» STORED RECORDS
----

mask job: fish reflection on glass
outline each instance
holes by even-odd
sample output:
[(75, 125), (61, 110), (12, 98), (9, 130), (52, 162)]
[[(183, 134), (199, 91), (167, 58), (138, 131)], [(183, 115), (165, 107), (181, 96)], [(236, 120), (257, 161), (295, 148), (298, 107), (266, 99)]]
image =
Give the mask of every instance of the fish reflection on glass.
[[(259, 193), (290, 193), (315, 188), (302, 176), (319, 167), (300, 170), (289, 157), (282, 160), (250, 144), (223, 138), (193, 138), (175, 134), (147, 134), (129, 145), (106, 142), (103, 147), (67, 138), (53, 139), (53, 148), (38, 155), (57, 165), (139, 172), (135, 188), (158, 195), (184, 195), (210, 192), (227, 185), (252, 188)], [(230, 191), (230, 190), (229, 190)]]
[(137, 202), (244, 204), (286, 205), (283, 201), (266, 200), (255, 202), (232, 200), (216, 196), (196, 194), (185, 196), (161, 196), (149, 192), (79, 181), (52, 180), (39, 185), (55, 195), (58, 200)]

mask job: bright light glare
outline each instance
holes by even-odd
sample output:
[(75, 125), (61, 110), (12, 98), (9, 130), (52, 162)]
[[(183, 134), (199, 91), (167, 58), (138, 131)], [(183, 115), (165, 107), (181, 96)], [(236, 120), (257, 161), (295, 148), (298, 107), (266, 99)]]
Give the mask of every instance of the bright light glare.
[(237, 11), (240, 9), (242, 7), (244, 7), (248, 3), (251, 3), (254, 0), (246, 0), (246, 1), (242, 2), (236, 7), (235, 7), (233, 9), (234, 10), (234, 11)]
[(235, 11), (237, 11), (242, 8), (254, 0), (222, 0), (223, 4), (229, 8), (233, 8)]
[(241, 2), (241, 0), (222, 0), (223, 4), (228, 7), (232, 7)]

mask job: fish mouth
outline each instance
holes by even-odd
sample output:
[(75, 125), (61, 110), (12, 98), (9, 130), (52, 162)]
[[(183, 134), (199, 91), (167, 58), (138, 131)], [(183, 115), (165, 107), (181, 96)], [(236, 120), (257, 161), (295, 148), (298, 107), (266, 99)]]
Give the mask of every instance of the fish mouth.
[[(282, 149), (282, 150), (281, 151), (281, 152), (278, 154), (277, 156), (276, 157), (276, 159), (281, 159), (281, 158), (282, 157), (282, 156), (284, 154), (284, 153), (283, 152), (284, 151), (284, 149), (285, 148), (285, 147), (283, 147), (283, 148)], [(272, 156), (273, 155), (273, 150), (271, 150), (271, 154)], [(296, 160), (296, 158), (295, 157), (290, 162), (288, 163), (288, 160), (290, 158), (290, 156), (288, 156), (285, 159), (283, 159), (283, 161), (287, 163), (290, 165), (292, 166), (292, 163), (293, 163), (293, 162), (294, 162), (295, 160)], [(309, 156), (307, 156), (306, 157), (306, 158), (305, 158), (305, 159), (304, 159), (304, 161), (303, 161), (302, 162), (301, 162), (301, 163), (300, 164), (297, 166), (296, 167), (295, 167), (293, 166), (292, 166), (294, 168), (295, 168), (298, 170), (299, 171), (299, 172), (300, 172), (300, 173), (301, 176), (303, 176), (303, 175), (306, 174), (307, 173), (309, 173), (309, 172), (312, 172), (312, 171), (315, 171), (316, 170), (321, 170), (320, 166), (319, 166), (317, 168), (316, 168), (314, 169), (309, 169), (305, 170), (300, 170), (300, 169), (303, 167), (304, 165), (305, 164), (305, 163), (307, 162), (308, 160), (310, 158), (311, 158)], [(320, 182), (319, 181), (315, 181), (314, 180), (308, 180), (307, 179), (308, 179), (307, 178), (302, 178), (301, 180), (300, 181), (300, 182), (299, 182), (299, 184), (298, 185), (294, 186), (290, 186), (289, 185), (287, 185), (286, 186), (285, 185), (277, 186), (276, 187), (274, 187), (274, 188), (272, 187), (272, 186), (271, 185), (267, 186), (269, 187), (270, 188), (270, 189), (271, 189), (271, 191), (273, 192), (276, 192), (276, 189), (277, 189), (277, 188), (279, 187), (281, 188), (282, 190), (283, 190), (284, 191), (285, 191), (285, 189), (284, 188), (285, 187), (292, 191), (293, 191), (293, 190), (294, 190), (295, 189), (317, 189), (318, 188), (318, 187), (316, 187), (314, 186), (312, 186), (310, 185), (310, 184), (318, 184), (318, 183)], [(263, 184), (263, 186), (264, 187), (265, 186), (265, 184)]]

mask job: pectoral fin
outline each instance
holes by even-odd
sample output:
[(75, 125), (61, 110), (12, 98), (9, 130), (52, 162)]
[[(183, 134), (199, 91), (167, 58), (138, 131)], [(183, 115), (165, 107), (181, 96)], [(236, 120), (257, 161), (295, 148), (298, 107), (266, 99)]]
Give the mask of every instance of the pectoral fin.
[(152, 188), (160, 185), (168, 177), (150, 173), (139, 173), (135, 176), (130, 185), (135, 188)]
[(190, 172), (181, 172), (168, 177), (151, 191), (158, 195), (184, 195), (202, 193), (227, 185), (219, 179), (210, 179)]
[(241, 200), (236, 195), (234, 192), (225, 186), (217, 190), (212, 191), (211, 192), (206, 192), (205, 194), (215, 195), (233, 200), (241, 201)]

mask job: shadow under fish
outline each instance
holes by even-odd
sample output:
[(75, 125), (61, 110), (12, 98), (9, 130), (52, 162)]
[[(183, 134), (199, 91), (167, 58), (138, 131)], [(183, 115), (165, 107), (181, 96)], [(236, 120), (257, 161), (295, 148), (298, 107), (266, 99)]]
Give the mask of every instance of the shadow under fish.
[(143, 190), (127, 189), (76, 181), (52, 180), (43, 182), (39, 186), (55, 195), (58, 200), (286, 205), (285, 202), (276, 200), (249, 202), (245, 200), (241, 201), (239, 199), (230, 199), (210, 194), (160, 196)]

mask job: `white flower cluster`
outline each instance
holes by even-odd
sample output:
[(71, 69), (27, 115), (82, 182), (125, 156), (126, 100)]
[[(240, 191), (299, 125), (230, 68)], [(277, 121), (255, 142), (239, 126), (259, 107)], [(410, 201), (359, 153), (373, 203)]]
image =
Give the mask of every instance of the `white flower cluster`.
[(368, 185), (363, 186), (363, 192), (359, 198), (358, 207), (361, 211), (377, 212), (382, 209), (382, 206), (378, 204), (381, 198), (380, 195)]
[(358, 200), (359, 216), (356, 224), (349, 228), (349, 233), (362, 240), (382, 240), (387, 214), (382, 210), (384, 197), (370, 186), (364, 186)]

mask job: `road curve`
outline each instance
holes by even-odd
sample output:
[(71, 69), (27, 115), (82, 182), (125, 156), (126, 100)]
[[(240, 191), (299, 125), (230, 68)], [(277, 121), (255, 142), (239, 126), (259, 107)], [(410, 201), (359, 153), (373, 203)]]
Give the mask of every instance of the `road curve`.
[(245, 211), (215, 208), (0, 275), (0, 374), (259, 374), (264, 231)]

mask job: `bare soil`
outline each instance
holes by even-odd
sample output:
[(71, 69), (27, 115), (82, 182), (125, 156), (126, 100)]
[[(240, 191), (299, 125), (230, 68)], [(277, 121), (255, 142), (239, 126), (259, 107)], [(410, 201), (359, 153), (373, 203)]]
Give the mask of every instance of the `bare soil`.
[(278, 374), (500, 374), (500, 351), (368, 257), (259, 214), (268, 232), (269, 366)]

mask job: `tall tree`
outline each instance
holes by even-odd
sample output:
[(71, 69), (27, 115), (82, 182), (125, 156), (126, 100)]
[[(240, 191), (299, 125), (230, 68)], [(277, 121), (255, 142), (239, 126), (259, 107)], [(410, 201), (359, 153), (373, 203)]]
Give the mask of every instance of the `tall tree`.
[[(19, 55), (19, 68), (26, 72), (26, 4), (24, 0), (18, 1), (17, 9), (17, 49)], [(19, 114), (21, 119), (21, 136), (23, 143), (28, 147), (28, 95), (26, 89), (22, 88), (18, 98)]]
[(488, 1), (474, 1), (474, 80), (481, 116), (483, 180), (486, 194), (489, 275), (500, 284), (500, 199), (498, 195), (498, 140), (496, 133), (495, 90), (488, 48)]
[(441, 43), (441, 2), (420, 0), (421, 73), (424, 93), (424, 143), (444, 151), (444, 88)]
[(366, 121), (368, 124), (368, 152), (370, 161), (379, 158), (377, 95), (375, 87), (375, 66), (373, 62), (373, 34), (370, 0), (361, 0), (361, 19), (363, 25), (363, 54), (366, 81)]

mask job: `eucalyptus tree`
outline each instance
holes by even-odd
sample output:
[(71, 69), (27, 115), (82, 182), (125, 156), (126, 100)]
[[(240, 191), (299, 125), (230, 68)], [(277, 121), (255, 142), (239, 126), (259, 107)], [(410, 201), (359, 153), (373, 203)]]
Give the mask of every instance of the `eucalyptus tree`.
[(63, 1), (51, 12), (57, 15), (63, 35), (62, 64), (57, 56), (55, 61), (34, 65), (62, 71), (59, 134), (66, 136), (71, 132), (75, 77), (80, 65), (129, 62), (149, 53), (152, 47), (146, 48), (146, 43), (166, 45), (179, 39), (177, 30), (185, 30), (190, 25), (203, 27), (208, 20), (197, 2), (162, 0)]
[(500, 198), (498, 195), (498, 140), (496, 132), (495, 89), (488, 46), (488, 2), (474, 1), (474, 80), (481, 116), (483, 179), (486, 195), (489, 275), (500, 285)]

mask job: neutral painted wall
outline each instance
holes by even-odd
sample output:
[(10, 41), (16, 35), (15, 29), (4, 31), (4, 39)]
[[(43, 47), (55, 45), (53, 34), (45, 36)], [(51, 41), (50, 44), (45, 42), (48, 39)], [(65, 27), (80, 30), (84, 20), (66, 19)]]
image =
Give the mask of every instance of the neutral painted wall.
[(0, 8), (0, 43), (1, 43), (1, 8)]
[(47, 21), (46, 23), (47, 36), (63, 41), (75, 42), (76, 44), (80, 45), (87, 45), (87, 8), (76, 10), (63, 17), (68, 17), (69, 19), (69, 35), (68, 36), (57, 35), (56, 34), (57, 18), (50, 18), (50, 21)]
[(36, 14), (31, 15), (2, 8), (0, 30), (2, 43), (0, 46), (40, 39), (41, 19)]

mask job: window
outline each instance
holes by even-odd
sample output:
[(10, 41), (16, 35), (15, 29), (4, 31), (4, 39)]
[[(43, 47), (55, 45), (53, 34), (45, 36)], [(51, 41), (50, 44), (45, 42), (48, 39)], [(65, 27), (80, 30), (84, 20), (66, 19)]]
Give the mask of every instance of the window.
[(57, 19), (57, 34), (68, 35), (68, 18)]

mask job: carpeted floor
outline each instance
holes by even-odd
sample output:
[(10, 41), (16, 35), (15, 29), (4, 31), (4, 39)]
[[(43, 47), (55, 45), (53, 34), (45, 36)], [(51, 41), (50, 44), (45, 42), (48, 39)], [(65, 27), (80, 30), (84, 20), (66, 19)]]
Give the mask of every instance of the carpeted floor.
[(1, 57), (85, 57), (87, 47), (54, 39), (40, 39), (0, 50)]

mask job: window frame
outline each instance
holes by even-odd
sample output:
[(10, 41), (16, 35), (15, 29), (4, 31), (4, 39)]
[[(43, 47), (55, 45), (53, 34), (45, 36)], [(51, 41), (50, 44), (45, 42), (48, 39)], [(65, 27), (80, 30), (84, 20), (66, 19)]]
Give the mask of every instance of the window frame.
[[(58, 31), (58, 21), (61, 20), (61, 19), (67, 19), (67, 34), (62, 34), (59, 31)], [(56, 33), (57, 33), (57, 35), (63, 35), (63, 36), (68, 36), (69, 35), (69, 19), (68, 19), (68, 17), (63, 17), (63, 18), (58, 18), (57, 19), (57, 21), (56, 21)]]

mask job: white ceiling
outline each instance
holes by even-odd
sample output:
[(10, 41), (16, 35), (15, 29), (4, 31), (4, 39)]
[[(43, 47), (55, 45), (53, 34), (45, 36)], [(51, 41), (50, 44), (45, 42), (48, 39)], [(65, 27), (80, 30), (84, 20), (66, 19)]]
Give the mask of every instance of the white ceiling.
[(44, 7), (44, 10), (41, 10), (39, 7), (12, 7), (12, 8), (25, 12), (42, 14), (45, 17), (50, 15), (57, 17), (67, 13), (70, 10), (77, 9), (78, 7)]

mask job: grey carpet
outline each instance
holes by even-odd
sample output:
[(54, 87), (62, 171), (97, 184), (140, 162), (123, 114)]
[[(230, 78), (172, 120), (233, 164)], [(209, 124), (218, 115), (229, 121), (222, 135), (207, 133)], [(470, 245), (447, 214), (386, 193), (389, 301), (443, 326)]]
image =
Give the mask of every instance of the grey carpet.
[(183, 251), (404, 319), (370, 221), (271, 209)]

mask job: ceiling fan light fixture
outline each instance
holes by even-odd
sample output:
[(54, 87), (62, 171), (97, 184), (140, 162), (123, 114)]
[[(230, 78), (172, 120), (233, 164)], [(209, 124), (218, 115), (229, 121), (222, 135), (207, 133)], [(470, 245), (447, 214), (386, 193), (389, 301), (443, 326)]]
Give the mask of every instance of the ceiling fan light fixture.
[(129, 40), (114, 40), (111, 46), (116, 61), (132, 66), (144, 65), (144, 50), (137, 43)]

----

Switch "outline" to "trace" in the part of the items that opens with the line containing "mask job: white ceiling" and closes with the end of the items. Give that part back with nothing else changed.

» SOLUTION
mask job: white ceiling
trace each instance
holes by even-odd
sample output:
[(10, 41), (16, 35), (15, 29), (4, 31), (4, 39)]
[[(43, 47), (55, 45), (53, 34), (45, 36)], [(51, 41), (50, 44), (45, 42), (48, 39)], [(65, 27), (80, 30), (84, 20), (66, 19)]]
Give the mask of every instance of the white ceiling.
[(44, 7), (44, 10), (41, 10), (39, 7), (12, 7), (12, 8), (25, 12), (42, 14), (45, 17), (50, 15), (57, 17), (67, 13), (70, 10), (77, 9), (78, 7)]

mask job: grey carpet
trace each instance
holes by even-odd
sample output:
[(54, 87), (62, 171), (97, 184), (140, 162), (123, 114)]
[[(230, 78), (172, 120), (233, 164)], [(209, 124), (218, 115), (229, 121), (222, 135), (207, 133)], [(470, 245), (447, 214), (386, 193), (389, 301), (443, 326)]]
image =
Give the mask of every instance of the grey carpet.
[(183, 251), (404, 319), (370, 221), (271, 209)]

mask job: ceiling fan light fixture
trace each instance
holes by even-odd
sample output:
[(54, 87), (62, 171), (97, 184), (140, 162), (123, 114)]
[[(230, 78), (172, 120), (233, 164)], [(209, 124), (218, 115), (229, 121), (222, 135), (207, 133)], [(470, 245), (447, 214), (386, 193), (389, 301), (443, 326)]]
Give the mask of every instance of the ceiling fan light fixture.
[(129, 40), (114, 40), (111, 46), (116, 61), (132, 66), (144, 65), (144, 50), (137, 43)]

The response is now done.